▶ Work task
Write out each entry once more so that it matches the original exactly.

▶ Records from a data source
__________
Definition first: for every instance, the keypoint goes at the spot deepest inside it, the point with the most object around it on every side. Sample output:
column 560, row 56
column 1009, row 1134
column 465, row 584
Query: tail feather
__________
▶ Written answer
Definition first: for every instance, the keypoint goes at the spot deepest inside it, the point with the most object around it on every side. Sample output:
column 560, row 56
column 1009, row 1134
column 465, row 584
Query: tail feather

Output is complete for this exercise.